Task material:
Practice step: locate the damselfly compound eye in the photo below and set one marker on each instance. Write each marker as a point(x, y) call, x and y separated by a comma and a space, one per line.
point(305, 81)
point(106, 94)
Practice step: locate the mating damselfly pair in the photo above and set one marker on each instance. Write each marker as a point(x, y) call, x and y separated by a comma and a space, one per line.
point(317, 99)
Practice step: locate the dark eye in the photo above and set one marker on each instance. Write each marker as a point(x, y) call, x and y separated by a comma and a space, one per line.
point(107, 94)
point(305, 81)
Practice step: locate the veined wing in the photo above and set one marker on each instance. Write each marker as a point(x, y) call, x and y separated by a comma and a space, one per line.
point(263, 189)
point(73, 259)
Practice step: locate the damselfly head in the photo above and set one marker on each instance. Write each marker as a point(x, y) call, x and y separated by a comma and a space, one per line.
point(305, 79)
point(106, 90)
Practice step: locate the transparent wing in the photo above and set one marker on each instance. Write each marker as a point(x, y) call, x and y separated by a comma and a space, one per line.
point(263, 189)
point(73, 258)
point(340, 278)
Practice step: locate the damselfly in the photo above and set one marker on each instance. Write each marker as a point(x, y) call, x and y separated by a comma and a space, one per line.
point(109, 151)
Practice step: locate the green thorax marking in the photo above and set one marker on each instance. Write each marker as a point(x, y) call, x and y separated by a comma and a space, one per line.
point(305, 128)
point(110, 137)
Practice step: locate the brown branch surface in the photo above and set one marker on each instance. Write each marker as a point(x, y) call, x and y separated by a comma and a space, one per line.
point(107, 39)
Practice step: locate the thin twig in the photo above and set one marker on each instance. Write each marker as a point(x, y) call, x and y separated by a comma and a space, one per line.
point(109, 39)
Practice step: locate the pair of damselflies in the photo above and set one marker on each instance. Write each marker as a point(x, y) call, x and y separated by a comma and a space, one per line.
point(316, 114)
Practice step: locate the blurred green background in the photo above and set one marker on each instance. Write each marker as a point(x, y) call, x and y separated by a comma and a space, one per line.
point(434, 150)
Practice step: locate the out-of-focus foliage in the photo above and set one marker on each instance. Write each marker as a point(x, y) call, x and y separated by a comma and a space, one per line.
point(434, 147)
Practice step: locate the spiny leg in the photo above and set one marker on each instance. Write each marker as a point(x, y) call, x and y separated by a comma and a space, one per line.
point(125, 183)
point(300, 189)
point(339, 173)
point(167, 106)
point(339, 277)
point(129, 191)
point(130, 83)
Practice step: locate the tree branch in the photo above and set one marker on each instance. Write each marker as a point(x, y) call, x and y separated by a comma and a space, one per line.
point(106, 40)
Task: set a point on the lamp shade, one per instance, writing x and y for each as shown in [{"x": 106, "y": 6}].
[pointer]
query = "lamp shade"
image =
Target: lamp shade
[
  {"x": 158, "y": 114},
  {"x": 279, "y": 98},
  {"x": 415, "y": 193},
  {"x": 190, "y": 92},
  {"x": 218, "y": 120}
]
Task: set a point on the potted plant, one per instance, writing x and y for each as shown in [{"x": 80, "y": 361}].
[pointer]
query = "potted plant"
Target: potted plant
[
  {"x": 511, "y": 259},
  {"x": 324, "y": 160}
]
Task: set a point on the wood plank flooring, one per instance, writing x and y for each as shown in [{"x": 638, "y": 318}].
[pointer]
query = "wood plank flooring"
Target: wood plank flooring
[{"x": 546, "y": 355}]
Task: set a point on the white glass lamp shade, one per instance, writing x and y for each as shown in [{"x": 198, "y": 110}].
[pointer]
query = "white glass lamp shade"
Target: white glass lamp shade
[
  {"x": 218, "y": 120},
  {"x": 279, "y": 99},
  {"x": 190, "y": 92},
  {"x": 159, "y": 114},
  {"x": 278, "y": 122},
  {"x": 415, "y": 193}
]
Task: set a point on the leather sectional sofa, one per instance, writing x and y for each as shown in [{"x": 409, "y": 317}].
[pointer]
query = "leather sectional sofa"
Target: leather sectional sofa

To do: Make a precise copy of the records in their entirety.

Response below:
Practice step: locate the damselfly compound eye in the photo below and set one marker on each instance. Write each marker as a point(x, y) call, x and y separated by a comma and a space, one per line.
point(305, 81)
point(106, 94)
Practice step: locate the mating damselfly pair in the photo above and set one marker on each instance. Write each marker as a point(x, y) call, x and y separated by a comma and a space, one per line.
point(317, 99)
Practice step: locate the dark eye in the photo above and set one marker on each instance. Write each marker as a point(x, y) call, x and y separated by a comma and a space, one per line.
point(107, 94)
point(305, 81)
Practice step: locate the veined wing in the photo above and set one marker on each instance. Write each marker as a point(x, y) call, x and y separated by a comma and a space, one per line.
point(263, 189)
point(73, 259)
Practice step: locate the damselfly head in the photo above and set one marker on each instance. Write each marker as a point(x, y) call, x and y separated by a comma and a space, one per line.
point(305, 79)
point(106, 90)
Practice step: locate the transparent wing in the photo above and set one marker on each instance. Write each marker as a point(x, y) call, x and y separated by a comma and a space, one per line.
point(263, 189)
point(73, 258)
point(340, 278)
Practice step: locate the damselfly in the photo above and set one marker on each instance. Write each marker as a point(x, y) call, x and y separated by a comma and a space, one per line.
point(109, 151)
Practice step: locate the green thorax marking in the photo above and set one marker on each instance. Write each marker as a point(x, y) call, x and y separated by a comma and a space, one per line.
point(305, 128)
point(110, 137)
Practice step: locate the brown branch surface in the photo above and set one marker on each instance. Write each marker as a point(x, y) call, x and y separated by a comma and a space, one per line.
point(107, 39)
Practice step: locate the thin twig in the photo above and set one marker on each instance. Write each marker as a point(x, y) call, x and y separated by a comma and a space, one per line.
point(109, 39)
Practice step: locate the pair of damselflies in the photo above and set one marker on each instance. Write each marker as a point(x, y) call, x and y separated by a comma and a space, one per line.
point(316, 114)
Practice step: locate the blurred green background in the photo above and set one marker on each instance. Write each marker as a point(x, y) call, x and y separated by a comma and a space, one per line.
point(434, 150)
Practice step: locate the out-of-focus foliage in the photo above and set one marker on each instance. Write each marker as a point(x, y) call, x and y separated by a comma and a space, one per line.
point(434, 147)
Practice step: locate the spiny leg in the photo above and set one marker on each instance. Write each marker as a point(x, y) call, x and y separated by a comma and a space, one per line.
point(125, 183)
point(300, 189)
point(339, 173)
point(167, 106)
point(339, 277)
point(129, 191)
point(130, 83)
Practice step: locate the tree branch in the photo above and set one marker on each instance. Write each marker as a point(x, y) call, x and y separated by a comma and a space, one per line.
point(106, 40)
Task: set a point on the lamp shade, one per instance, writing x and y for each as shown in [{"x": 106, "y": 6}].
[pointer]
query = "lamp shade"
image =
Target: lamp shade
[
  {"x": 158, "y": 114},
  {"x": 279, "y": 98},
  {"x": 415, "y": 193},
  {"x": 190, "y": 92},
  {"x": 218, "y": 120}
]
Task: set a point on the potted plant, one per instance, writing x and y for each as shown in [{"x": 80, "y": 361}].
[pointer]
query = "potted plant"
Target: potted plant
[
  {"x": 511, "y": 259},
  {"x": 324, "y": 160}
]
Task: set a point on the wood plank flooring, one per instance, writing x and y for each as shown in [{"x": 638, "y": 318}].
[pointer]
query = "wood plank flooring"
Target: wood plank flooring
[{"x": 546, "y": 355}]
Task: set a point on the white glass lamp shade, one per instance, writing x and y for each as shown in [{"x": 198, "y": 110}].
[pointer]
query = "white glass lamp shade"
Target: white glass lamp shade
[
  {"x": 218, "y": 120},
  {"x": 279, "y": 99},
  {"x": 190, "y": 92},
  {"x": 159, "y": 114},
  {"x": 278, "y": 122},
  {"x": 415, "y": 193}
]
Task: set a point on the leather sectional sofa, one per instance, writing x and y for each as shown in [{"x": 409, "y": 317}].
[pointer]
query = "leather sectional sofa"
Target: leather sectional sofa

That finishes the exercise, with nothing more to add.